Page excerpt:
######

Financial modeling, in the finance world, is the process of creating a summary of a company's expenses and earnings, in the form of a spreadsheet, that can be used to calculate the impact of a future event or decision. Company executives frequently use these tools to guide decisions and estimate stock prices. Despite its seemingly complex uses, the process is relatively straightforward and may be of value to young physicians—chief executives, of sort, for their own careers—in their job decision-making process.
Model Your Financial Situation Across Various Jobs
If you can estimate, roughly, what you may be expected to take home yearly in each job opportunity as well as various other costs (living expenses for your family, partnership buy-ins and taxes), a simple spreadsheet program may be a valuable tool in financially modeling your net worth in various job opportunities. In some situations, the practice may provide a range of what other partners in the same subspecialty are taking home as a guide for compensation; you can also utilize compensation data from the Medical Group Management Association (MGMA) as a reference. If you plan to invest your disposable income, it is helpful to estimate living expenses and expected rate of return in order to see what you may actually be able to save and compound over time.

######

Source data:
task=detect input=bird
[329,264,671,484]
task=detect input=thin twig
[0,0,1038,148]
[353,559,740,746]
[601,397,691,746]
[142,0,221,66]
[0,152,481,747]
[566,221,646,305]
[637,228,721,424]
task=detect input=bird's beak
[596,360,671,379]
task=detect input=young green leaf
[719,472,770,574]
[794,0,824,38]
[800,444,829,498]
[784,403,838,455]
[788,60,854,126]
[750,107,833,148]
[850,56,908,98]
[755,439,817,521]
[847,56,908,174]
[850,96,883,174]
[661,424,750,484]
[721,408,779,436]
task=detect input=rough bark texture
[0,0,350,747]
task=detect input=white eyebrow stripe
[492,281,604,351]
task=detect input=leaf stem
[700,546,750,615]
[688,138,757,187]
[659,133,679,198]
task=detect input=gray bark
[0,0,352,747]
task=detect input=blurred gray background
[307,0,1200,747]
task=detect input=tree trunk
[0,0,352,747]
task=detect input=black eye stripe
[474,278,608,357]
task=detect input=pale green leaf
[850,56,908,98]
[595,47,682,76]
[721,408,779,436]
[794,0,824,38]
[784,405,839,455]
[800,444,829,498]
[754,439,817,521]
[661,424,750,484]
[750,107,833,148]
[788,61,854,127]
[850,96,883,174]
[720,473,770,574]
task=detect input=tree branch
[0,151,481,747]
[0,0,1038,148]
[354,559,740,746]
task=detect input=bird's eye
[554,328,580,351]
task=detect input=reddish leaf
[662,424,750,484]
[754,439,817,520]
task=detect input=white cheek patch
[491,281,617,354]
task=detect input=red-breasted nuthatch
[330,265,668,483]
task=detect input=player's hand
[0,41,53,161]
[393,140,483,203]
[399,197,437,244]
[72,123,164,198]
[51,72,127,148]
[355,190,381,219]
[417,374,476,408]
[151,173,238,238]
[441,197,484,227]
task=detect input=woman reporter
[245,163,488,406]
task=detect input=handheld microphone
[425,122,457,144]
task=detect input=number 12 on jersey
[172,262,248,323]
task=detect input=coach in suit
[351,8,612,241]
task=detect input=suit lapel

######

Tasks to carry out:
(a) Revise the financial modeling passage from "Model Your Financial" through "compound over time.", changing "spreadsheet program" to "spreadsheet application".
(b) Answer these questions from the financial modeling passage:
(i) For what two purposes do company executives frequently use financial modeling tools?
(ii) Whose compensation data does the passage suggest as a reference?
(iii) If you plan to invest your disposable income, which two things is it helpful to estimate?

Answers provided:
(a)
Model Your Financial Situation Across Various Jobs
If you can estimate, roughly, what you may be expected to take home yearly in each job opportunity as well as various other costs (living expenses for your family, partnership buy-ins and taxes), a simple spreadsheet application may be a valuable tool in financially modeling your net worth in various job opportunities. In some situations, the practice may provide a range of what other partners in the same subspecialty are taking home as a guide for compensation; you can also utilize compensation data from the Medical Group Management Association (MGMA) as a reference. If you plan to invest your disposable income, it is helpful to estimate living expenses and expected rate of return in order to see what you may actually be able to save and compound over time.

(b)
(i) To guide decisions and to estimate stock prices.
(ii) The Medical Group Management Association (MGMA).
(iii) Living expenses and expected rate of return.